▶ **What you are asked to do**: Filter the records and copy out every line that contains the string "barrier".

[START OF Supplied records]

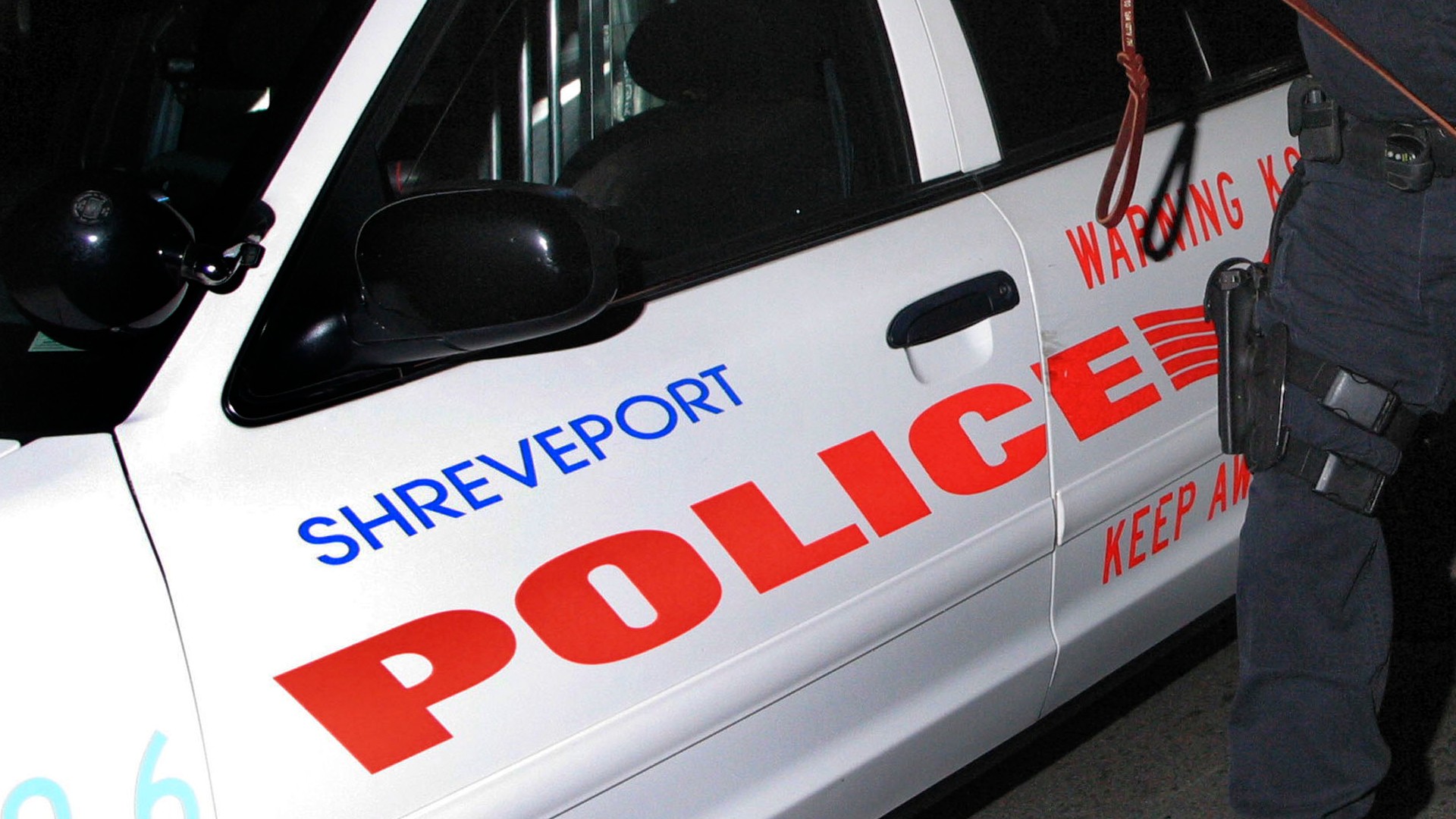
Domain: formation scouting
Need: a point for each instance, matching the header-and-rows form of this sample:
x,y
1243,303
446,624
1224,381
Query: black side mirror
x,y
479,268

[END OF Supplied records]
[START OF Supplied records]

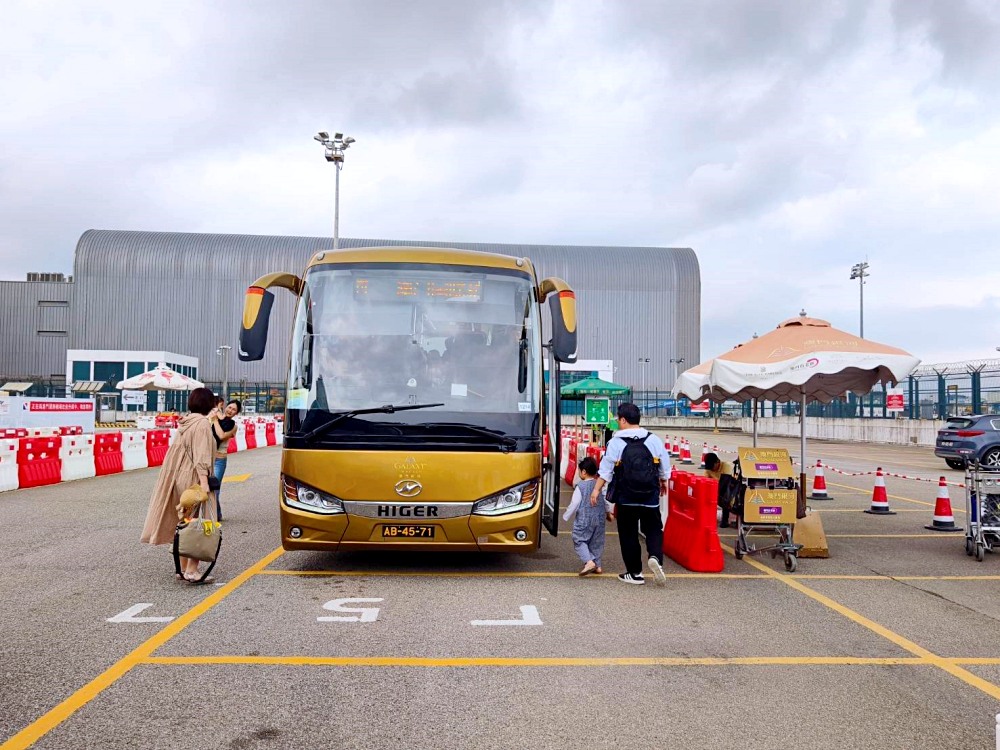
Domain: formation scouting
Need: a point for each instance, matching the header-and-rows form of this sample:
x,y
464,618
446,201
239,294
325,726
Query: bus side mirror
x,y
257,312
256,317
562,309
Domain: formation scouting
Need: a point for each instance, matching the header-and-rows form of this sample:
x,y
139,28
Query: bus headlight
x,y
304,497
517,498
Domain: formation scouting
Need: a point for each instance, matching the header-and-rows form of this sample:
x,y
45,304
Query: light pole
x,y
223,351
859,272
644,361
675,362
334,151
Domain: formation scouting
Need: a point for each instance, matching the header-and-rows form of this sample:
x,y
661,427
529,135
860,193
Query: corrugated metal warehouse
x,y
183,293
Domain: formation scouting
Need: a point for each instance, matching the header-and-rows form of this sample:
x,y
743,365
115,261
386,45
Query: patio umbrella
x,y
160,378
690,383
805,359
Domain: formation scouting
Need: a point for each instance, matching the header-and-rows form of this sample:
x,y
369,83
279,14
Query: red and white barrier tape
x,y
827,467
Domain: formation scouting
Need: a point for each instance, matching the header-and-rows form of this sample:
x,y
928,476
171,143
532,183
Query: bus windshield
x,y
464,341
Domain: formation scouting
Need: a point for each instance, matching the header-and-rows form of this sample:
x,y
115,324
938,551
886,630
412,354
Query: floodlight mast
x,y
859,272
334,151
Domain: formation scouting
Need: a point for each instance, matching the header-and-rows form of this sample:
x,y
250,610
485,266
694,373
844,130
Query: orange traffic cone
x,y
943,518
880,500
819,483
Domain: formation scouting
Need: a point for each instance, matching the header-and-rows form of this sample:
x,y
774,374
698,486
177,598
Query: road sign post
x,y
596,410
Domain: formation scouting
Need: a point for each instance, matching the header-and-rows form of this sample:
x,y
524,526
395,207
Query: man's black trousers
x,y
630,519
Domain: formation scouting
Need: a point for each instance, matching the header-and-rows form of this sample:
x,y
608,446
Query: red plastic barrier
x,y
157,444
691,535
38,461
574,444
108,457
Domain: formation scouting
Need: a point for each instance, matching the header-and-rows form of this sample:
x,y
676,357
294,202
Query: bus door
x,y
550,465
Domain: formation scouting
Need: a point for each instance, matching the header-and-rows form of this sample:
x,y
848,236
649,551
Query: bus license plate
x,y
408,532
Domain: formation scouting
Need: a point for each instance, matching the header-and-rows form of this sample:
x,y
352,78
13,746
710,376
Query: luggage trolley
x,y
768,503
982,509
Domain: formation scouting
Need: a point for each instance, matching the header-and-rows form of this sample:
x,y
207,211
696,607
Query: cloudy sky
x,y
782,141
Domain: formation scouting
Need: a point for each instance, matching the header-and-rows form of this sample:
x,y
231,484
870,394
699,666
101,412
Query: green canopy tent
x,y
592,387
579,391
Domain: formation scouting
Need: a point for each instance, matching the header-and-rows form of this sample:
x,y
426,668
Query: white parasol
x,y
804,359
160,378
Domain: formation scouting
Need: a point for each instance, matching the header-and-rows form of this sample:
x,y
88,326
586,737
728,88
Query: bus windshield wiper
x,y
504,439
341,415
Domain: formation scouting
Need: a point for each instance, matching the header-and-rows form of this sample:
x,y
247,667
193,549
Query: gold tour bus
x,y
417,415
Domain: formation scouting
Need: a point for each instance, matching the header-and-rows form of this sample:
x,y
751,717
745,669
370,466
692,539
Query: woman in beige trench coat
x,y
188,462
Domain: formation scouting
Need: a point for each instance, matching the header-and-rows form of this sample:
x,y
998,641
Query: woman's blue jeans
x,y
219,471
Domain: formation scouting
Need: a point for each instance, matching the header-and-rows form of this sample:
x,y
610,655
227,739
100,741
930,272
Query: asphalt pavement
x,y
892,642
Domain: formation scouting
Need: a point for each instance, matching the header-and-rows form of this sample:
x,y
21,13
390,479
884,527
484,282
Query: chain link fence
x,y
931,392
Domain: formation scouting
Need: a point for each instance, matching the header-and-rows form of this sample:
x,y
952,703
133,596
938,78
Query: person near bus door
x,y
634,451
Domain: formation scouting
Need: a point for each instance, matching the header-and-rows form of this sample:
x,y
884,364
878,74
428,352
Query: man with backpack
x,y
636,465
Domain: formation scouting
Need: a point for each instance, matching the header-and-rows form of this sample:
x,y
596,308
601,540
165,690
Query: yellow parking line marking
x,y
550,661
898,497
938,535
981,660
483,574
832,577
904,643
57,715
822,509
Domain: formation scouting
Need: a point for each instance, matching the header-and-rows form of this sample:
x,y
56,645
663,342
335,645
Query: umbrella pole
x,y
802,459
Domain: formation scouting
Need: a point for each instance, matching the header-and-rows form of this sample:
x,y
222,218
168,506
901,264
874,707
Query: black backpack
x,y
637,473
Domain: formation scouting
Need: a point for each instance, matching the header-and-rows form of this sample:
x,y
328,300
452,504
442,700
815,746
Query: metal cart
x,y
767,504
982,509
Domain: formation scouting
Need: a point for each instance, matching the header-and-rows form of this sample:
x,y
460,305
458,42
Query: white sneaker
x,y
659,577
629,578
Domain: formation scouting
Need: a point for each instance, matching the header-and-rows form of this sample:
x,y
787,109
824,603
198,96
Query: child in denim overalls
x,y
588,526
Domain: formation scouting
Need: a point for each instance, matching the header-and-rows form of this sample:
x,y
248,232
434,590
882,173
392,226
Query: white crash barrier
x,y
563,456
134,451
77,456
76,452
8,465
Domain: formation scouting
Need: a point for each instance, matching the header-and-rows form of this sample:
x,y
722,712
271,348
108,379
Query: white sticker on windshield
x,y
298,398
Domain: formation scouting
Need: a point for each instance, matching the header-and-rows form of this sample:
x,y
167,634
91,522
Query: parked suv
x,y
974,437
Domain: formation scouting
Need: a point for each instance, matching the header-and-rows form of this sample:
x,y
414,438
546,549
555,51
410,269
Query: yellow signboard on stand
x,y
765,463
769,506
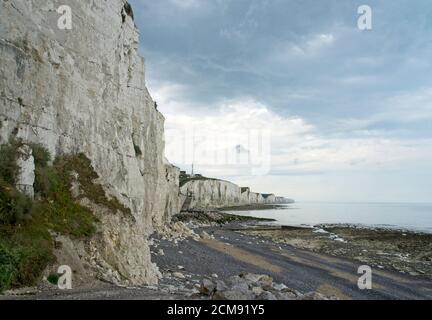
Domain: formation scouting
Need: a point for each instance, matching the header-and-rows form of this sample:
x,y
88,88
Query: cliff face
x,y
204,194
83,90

[END OF Supplied records]

▶ **Result of the exercise**:
Query: red and white barrier tape
Query: red plastic barrier
Query: white crash barrier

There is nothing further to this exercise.